TEXT BLOCK:

+ + +

Given the well-described association between poor somatic growth and both prolonged oxygen exposure and glucocorticoid treatment in rodents (23,24), we sought to determine the effects of oxygen and steroid exposure on body weight in neonatal mice in our model. In the current study, we did not find any significant effects of hyperoxia on body weight ( Figure 6 ). The effects of HC treatment on body weight were variable. The 1 mg/kg dose of HC was associated with a statistically significant decrease in body weight in normoxic animals (84 ± 2% vs. normoxia vehicle) as shown in Figure 6 . Only the 10 mg/kg dose of HC resulted in significant decrease in weight in hyperoxia-exposed animals (82 ± 3% vs. hyperoxia vehicle) ( Figure 6 ).
HC Treatment Attenuates Hyperoxia-Induced Vascular PDE5 Activity in Both Neonatal Mice Pulmonary Artery (PA) and in Isolated Primary PASMC
To elucidate the potential mechanisms through which HC attenuates cardiovascular remodeling induced by hyperoxia exposure, we investigated the effects of HC treatment on vascular PDE5 activity both in vivo and in vitro. Our lab has previously demonstrated that exposure to hyperoxia results in increased PA PDE5 activity in neonatal sheep and mice as well as in isolated fetal sheep PASMC (10,25,26). In agreement with our previous reports, PDE5 activity was upregulated in PAs from hyperoxia-exposed mice (167 ± 29% vs. normoxia-vehicle mice) ( Figure 7a ) (10). Treatment with 1 mg/kg HC resulted in significant decreases in vascular PDE5 activity (40 ± 13% vs. hyperoxia vehicle) ( Figure 7a ). We then examined the effects of HC on PDE5 activity in isolated mouse PASMC to determine if HC was acting specifically on the smooth muscle as we have previously described (20,21). A 24 h exposure of isolated PASMC to 95% O2 increased PDE5 activity (244 ± 47 vs. 21% untreated) ( Figure 7b ) while treatment with 100 nmol/l HC significantly attenuated that activity (34 ± 10 vs. 95% untreated) ( Figure 7b ).
Furthermore, we found that the effects of HC on PDE5 activation are rapid, occurring within 90 min of hyperoxia exposure ( Figure 8 ).

+ + +

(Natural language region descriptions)

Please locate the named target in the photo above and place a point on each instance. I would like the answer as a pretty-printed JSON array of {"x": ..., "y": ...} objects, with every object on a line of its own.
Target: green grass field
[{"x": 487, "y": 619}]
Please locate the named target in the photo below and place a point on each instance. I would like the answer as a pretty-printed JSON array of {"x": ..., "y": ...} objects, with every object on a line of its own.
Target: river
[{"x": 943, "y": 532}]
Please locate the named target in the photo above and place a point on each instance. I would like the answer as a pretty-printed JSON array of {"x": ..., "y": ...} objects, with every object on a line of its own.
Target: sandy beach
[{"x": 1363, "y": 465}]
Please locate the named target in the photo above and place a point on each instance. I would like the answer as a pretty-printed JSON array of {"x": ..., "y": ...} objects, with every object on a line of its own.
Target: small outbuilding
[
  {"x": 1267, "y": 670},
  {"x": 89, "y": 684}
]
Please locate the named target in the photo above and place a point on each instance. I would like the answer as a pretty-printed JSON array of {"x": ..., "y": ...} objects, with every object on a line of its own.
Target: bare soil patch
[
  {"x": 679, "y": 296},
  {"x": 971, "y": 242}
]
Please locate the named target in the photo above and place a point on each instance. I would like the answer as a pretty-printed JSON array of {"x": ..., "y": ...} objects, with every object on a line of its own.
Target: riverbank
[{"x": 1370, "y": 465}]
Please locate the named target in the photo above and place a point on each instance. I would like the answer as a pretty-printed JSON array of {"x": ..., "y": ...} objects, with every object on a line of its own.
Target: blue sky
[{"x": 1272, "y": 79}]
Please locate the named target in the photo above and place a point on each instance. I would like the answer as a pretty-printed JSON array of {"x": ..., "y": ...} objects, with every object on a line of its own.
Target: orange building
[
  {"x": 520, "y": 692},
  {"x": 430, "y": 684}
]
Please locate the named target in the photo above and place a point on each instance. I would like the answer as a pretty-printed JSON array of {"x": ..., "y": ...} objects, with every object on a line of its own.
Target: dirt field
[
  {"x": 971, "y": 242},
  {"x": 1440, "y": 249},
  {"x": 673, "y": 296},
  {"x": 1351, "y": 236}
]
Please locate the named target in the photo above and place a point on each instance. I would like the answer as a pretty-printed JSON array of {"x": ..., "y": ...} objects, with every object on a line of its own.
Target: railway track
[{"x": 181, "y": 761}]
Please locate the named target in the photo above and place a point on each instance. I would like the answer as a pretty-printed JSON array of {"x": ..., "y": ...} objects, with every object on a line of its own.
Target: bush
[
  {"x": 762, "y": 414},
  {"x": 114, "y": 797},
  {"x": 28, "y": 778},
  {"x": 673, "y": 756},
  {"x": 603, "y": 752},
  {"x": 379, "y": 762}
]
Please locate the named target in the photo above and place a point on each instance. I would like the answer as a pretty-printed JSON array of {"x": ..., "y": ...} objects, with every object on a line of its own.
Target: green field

+ + +

REQUIRED ACTIONS:
1. Answer these questions using the excerpt on HC treatment and hyperoxia in neonatal mice:
(a) Which dose of HC significantly decreased body weight in hyperoxia-exposed animals?
(b) How long were the isolated PASMC exposed to 95% O2?
(c) Within what time of hyperoxia exposure do the effects of HC on PDE5 activation occur?
2. Resume the excerpt on HC treatment and hyperoxia in neonatal mice, writing on from its final sentence.

PER-TASK OUTPUTS:
1.
(a) The 10 mg/kg dose (82 ± 3% vs. hyperoxia vehicle).
(b) 24 h.
(c) Within 90 min.

2.
BPD is an important cause of long-term morbidity and mortality in formerly premature infants. Development of PH can complicate the clinical course of BPD, further worsening outcomes (5,7). Optimal treatments for BPD-associated PH have not been established. While glucocorticoids have been previously utilized in the treatment of BPD, very little is currently known about their effects on the developing pulmonary vasculature. We have previously demonstrated that HC treatment improves oxygenation and normalizes PDE5 activity in the sheep model of persistent pulmonary hypertension of the newborn (20,21). In the current study, we sought to determine the effects of HC on pulmonary vascular development and on PDE5 signaling in a mouse model of hyperoxic lung injury. We found that HC treatment of neonatal mice decreased markers of PH, namely RVH and remodeling of small PAs, with dose-dependent effects on alveolar development. In addition, HC treatment normalized vascular PDE5 activity both in vivo and in vitro.
We utilized the murine model of hyperoxic lung injury to approximate the disease seen in infants with BPD. Similar to the previous work from our lab, 14-d exposure of neonatal mice to hyperoxia resulted in significant RVH and remodeling of small PAs compared with mice raised in normoxic conditions ( Figures 1 and 2 ) (10). HC treatment led to significant decreases in RVH at all doses in hyperoxia-exposed mice ( Figure 1 ). Interestingly, treatment with higher doses of HC was associated with development of RVH in normoxic animals, an effect that was not seen at the lowest dose ( Figure 1 ). Although long-term, postnatal exposure to glucocorticoids has been associated with left ventricular hypertrophy in formerly premature infants with chronic lung disease, little is known about the effects of these drugs on the developing right ventricle (RV) (27,28). Another study has previously shown trends toward increased right ventricular chamber diameter with dexamethasone treatment of healthy neonatal rats (29). An additional vascular finding of PA remodeling associated with hyperoxia exposure was also attenuated by treatment with lower doses of HC but unchanged in animals treated with the highest dose ( Figure 2 ). While there was a trend toward increasing medial wall thickness with increasing HC doses in normoxia-exposed mice, this was not statistically significant ( Figure 2 ). Collectively, these findings might indicate that steroids at higher doses have isolated effects on the RV, independent of other vascular effects. The underlying causes and implications of these RV alterations in otherwise healthy animals receiving glucocorticoids are not yet clear and deserve further investigation.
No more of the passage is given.